SET EXERCISE: Reproduce the data below word for word, omitting the pictures from your answer.
-- BEGIN GIVEN RECORDS --
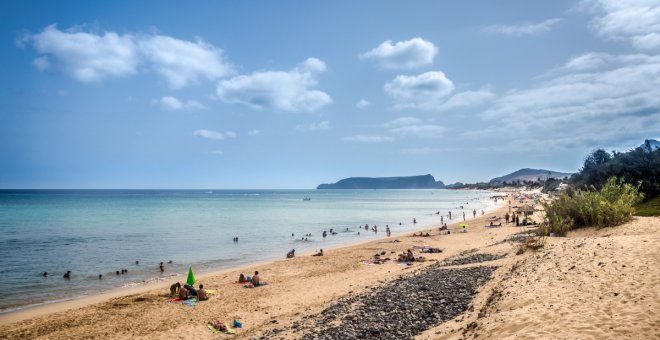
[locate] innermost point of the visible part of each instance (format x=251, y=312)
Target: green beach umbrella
x=191, y=277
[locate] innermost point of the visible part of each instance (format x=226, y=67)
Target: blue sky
x=265, y=94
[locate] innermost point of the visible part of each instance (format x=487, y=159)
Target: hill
x=409, y=182
x=529, y=175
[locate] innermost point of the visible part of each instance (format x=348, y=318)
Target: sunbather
-- END GIVEN RECORDS --
FINAL RESULT:
[locate] innermost point of the visible part of each instance (format x=251, y=312)
Target: green beach umbrella
x=191, y=277
[locate] innermost point of the visible part of each instance (format x=226, y=67)
Target: blue sky
x=265, y=94
[locate] innermost point of the visible part of each instance (format x=487, y=159)
Target: hill
x=409, y=182
x=529, y=175
[locate] innermost point of the visible part of each instance (format x=348, y=318)
Target: sunbather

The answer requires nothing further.